▶ [Objective]
Format each of the entries below as a JSON list of strings with one string per line, skipping blank lines. Leave the pictures out.

-.-.-

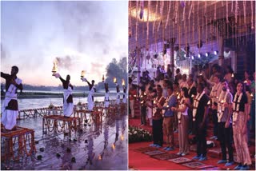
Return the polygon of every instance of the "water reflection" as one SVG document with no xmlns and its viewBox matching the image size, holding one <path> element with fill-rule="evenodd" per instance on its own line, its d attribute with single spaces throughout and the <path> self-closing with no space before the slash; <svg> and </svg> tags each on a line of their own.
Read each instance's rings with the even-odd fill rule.
<svg viewBox="0 0 256 171">
<path fill-rule="evenodd" d="M 102 122 L 83 126 L 76 141 L 64 139 L 63 133 L 43 135 L 42 120 L 36 117 L 18 121 L 20 126 L 35 130 L 35 140 L 39 141 L 36 144 L 36 157 L 42 155 L 42 160 L 25 158 L 12 163 L 12 169 L 127 169 L 126 113 L 104 115 Z M 40 148 L 44 150 L 40 151 Z"/>
</svg>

-.-.-

▶ [Solution to this problem]
[
  "Return the polygon of every instance of the \"water reflection\" as one SVG document with no xmlns and its viewBox matching the image size, holding one <path> element with fill-rule=\"evenodd\" per instance on its own line, its d attribute with single spaces throughout and the <path> self-closing with no space before the slash; <svg> and </svg> tags each on a line of their own.",
  "Read each instance's rings with the even-odd fill rule.",
  "<svg viewBox=\"0 0 256 171\">",
  "<path fill-rule=\"evenodd\" d=\"M 102 122 L 83 126 L 76 141 L 64 139 L 63 133 L 43 135 L 42 120 L 36 117 L 18 121 L 20 126 L 35 130 L 35 140 L 39 141 L 36 144 L 36 157 L 42 155 L 42 160 L 25 158 L 12 163 L 12 169 L 127 169 L 126 113 L 104 115 Z M 40 148 L 44 150 L 40 151 Z\"/>",
  "</svg>"
]